- _Request A_: Format the records as a Markdown table, from the line with "Drone-based agricultural survey in progress. Pinpoint human" through the end of the records, both included. Use the columns No. and Line, put the row number under No., and leave out blank lines.

- _Source text_:
────
2000 human spaceflight selection of seventeen; "The Bugs"

NASA Astronaut Group 18, nicknamed The Bugs, was a group of 17 astronaut candidates selected by NASA in 2000. The class consisted of seven pilots and ten mission specialists, who began astronaut training in August 2000.

==Pilots==
- Dominic A. Antonelli (2 flights)
  - Pilot, STS-119 (Discovery)
  - Pilot, STS-132 (Atlantis)
- Eric A. Boe (2 flights)
  - Pilot, STS-126 (Endeavour)
  - Pilot, STS-133 (Discovery)
- Kevin A. Ford (2 flights)
  - Pilot, STS-128 (Discovery)
  - Soyuz TMA-06M
    - Flight engineer, Expedition 33
    - ISS commander, Expedition 34
- Ronald J. Garan, Jr. (2 flights)
  - Mission specialist, STS-124 (Discovery)
  - Soyuz TMA-21
    - Flight engineer, Expedition 27
    - Flight engineer, Expedition 28
- Douglas G. Hurley (3 flights)
  - Pilot, STS-127 (Endeavour)
  - Pilot, STS-135 (Atlantis)
  - Commander, SpaceX Demo-2 (Endeavour)
    - Flight engineer, Expedition 63
- Terry W. Virts, Jr. (2 flights)
  - Pilot, STS-130 (Endeavour)
  - Soyuz TMA-15M
    - Flight engineer, Expedition 42
    - ISS commander, Expedition 43
- Barry E. Wilmore (3 flights)
  - Pilot, STS-129 (Atlantis)
────
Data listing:

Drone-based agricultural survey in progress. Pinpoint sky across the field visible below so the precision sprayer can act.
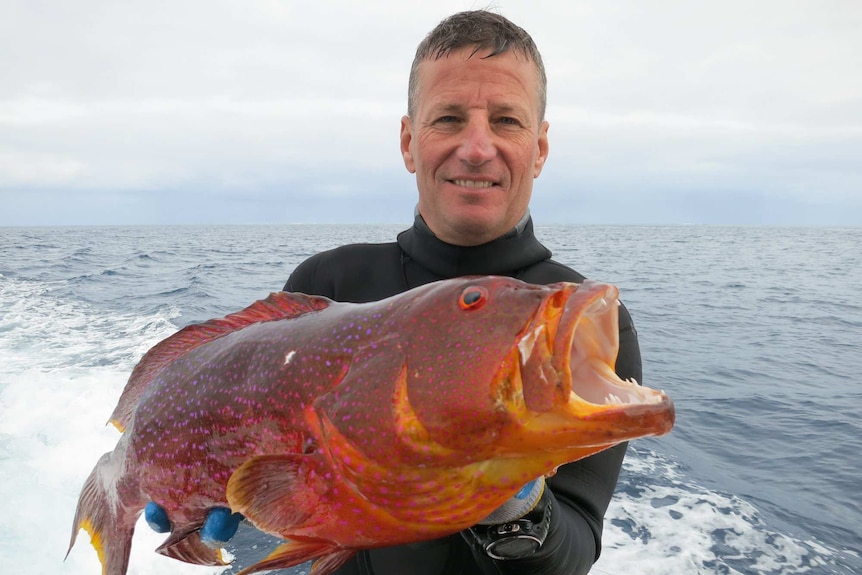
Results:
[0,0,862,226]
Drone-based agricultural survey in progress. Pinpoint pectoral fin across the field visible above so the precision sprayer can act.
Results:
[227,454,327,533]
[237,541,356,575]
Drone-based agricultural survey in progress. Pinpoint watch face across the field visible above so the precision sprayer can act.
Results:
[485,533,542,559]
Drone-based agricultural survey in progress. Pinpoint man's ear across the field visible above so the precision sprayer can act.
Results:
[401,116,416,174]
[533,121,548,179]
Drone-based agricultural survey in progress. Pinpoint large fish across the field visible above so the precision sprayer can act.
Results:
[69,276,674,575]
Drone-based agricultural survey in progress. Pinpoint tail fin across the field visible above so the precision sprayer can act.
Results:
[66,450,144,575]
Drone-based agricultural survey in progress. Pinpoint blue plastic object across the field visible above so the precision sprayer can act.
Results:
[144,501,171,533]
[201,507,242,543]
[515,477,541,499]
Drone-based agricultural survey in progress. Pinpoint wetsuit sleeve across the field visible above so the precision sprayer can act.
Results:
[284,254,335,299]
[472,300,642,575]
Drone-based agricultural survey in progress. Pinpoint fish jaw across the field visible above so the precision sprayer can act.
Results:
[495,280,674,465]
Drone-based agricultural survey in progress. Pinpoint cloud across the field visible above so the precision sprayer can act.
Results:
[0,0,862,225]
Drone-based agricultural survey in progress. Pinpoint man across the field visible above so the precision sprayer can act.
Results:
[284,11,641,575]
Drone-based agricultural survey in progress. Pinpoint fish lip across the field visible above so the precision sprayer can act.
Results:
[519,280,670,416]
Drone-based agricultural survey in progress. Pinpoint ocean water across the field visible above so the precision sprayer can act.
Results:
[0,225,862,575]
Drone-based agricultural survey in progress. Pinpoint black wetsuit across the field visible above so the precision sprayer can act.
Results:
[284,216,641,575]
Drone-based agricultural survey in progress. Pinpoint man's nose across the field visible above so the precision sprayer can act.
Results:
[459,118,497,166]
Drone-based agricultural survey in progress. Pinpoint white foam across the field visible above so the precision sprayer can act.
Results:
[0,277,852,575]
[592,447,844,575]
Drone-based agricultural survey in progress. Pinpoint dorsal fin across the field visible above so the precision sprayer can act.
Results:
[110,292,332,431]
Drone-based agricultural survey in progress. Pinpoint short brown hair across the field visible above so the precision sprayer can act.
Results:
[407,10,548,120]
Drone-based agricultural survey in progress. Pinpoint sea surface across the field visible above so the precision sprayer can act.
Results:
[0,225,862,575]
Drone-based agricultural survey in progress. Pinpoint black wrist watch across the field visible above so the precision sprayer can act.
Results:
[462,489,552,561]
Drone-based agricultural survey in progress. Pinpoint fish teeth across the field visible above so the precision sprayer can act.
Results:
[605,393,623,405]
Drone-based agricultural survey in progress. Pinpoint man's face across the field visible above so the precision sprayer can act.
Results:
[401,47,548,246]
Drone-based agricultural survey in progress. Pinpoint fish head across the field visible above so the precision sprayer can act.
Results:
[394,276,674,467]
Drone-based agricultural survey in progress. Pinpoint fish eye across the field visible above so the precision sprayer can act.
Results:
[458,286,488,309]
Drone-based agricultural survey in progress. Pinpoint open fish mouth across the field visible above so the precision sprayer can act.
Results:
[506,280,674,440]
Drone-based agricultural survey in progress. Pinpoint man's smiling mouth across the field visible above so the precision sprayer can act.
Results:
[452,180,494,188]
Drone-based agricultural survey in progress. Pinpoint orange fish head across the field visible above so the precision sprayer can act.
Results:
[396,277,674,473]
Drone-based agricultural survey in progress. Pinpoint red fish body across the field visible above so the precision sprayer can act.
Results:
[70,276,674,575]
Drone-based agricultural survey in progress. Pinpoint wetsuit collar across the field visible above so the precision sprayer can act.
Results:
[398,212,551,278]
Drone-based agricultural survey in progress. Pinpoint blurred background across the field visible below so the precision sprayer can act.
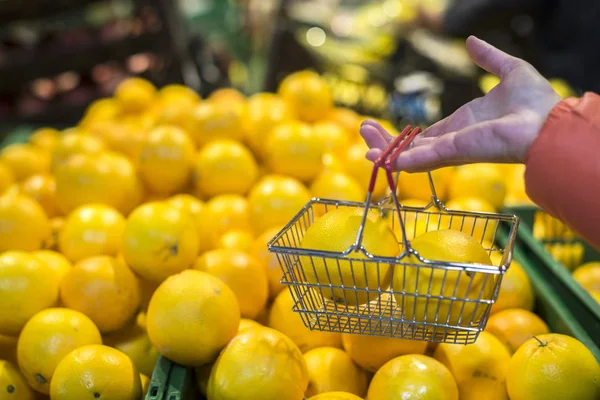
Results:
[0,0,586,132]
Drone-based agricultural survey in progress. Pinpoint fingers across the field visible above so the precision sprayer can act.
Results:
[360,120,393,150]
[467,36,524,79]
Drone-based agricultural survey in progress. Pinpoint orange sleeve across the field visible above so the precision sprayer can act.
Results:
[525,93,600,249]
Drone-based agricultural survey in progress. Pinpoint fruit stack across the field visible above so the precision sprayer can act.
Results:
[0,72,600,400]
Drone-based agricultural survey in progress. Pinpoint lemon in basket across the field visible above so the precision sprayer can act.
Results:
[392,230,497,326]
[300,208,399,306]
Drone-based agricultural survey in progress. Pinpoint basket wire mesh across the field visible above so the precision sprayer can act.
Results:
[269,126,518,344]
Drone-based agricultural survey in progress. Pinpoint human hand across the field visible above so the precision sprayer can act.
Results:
────
- _Request B_: Translate this sentence from the text on NASA Astronaut Group 18 into Spanish: "The class consisted of seven pilots and ten mission specialists, who began astronaut training in August 2000."

- _Exercise response A_:
| No. | Line |
|---|---|
| 1 | Drone-based agricultural survey in progress. Pinpoint human hand across the field visible above so the precision sprayer can act. |
| 2 | Results: |

- _Exercise response B_: La clase estaba formada por siete pilotos y diez especialistas de misión, que comenzaron el entrenamiento de astronautas en agosto de 2000.